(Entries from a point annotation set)
§ §
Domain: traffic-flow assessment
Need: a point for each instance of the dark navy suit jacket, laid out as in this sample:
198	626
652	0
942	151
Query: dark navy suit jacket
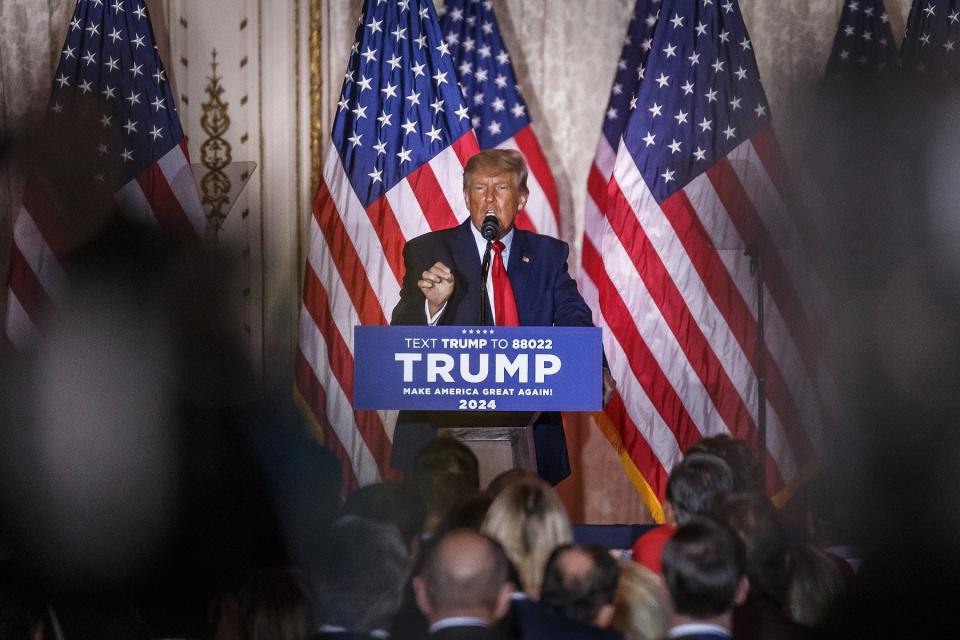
§ §
PROMPT =
Reproduce the row above word for word, leaving out the picture.

PROBLEM SOLUTION =
Domain: traffic-flow assessment
Need: a point for each instance of the dark navy suit jacket, laid out as in this sample:
198	626
652	0
942	151
Query: dark navy suit jacket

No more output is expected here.